══ RAW RECORDS ══

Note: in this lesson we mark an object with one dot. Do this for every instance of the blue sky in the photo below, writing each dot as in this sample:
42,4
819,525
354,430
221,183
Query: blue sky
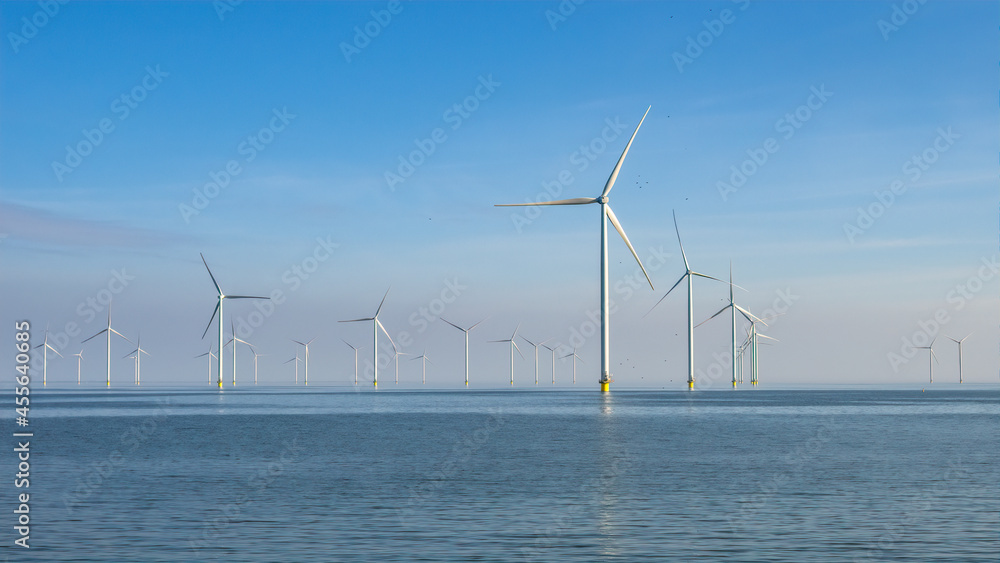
329,127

═══

# TASK TO CARRY OUT
Rewrite the records above in full, keeping all of their text, and raise each number in the answer coordinates by 16 while leaving the sample coordinates unchanged. Omit the pictures from your version.

# REPLY TO THE EXERCISE
Note: in this lesson we mark an object with one dot. Do this for every instance of the blue sky in the photo below, writing each dot as in this sample:
42,4
819,525
354,430
221,183
Query: blue sky
345,143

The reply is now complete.